--- START THE DATA ---

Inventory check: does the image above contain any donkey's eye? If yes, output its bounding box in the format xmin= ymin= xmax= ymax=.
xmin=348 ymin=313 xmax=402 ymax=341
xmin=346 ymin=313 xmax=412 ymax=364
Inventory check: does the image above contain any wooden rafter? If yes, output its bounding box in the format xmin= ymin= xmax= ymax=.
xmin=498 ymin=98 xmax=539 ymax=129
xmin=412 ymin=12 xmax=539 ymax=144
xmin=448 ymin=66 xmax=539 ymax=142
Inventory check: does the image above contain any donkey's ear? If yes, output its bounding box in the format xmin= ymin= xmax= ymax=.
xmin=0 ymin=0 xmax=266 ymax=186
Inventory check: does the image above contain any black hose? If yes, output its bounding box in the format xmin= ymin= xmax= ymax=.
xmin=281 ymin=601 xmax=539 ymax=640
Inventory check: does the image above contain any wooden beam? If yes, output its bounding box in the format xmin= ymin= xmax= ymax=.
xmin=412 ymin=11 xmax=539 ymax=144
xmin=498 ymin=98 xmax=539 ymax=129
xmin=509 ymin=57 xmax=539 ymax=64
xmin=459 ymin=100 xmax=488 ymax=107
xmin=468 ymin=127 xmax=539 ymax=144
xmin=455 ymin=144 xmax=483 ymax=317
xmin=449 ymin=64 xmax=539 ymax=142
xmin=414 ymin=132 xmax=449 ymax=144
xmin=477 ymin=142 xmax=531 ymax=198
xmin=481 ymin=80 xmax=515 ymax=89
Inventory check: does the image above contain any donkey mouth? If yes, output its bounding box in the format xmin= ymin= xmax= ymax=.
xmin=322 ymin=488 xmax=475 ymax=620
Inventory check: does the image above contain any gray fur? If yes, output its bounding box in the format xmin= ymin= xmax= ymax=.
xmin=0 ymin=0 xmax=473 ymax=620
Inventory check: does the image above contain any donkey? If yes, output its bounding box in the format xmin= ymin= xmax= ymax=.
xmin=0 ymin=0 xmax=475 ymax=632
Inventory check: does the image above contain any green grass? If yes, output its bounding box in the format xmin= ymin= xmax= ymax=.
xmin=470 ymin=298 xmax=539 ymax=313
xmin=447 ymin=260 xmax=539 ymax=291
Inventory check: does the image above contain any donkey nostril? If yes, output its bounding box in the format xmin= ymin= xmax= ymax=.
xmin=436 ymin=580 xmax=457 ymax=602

--- END THE DATA ---

- DIRECTION -
In every item, swap "Inventory check" for "Stock check" and reproduce the lines with nothing else altered.

- FULL ANSWER -
Stock check: does the image above contain any donkey's eye? If yes, output its bounding box in the format xmin= ymin= xmax= ymax=.
xmin=348 ymin=313 xmax=402 ymax=341
xmin=346 ymin=313 xmax=412 ymax=364
Stock check: does the image above contain any wooden rafter? If yes, output its bounding box in the format xmin= ymin= xmax= ymax=.
xmin=498 ymin=98 xmax=539 ymax=129
xmin=412 ymin=12 xmax=539 ymax=144
xmin=448 ymin=66 xmax=539 ymax=142
Stock check: does the image above contain any donkey's ear? If yes, output its bounding box in the format xmin= ymin= xmax= ymax=.
xmin=0 ymin=0 xmax=266 ymax=186
Stock check: does the image above contain any black hose? If yes, output its bounding box in the format xmin= ymin= xmax= ymax=.
xmin=281 ymin=601 xmax=539 ymax=640
Stock check: does the image above contain any wooden beam? If yes, output its bounding box in the format xmin= ymin= xmax= ymax=.
xmin=412 ymin=11 xmax=539 ymax=144
xmin=498 ymin=98 xmax=539 ymax=129
xmin=509 ymin=57 xmax=539 ymax=64
xmin=459 ymin=100 xmax=488 ymax=107
xmin=468 ymin=127 xmax=539 ymax=144
xmin=455 ymin=144 xmax=483 ymax=317
xmin=449 ymin=64 xmax=539 ymax=142
xmin=414 ymin=132 xmax=449 ymax=144
xmin=477 ymin=142 xmax=531 ymax=198
xmin=481 ymin=80 xmax=515 ymax=89
Stock check: does the image above contain any donkey mouth? If yes, output its bounding box in the format xmin= ymin= xmax= ymax=.
xmin=322 ymin=488 xmax=475 ymax=620
Stock check: does the image above contain any gray fur? If yes, output its bounding box in the format xmin= ymin= xmax= ymax=.
xmin=0 ymin=0 xmax=473 ymax=620
Stock check: does the image above contain any donkey? If yes, output its bounding box in the format xmin= ymin= xmax= ymax=.
xmin=0 ymin=0 xmax=475 ymax=632
Stock check: does the image above contain any green grass? If yes, output its bounding box in the format xmin= ymin= xmax= ymax=.
xmin=470 ymin=298 xmax=539 ymax=313
xmin=447 ymin=260 xmax=539 ymax=291
Stock check: does the image above contain any donkey nostril? If yes, output its bounding box in the format xmin= ymin= xmax= ymax=.
xmin=436 ymin=580 xmax=457 ymax=602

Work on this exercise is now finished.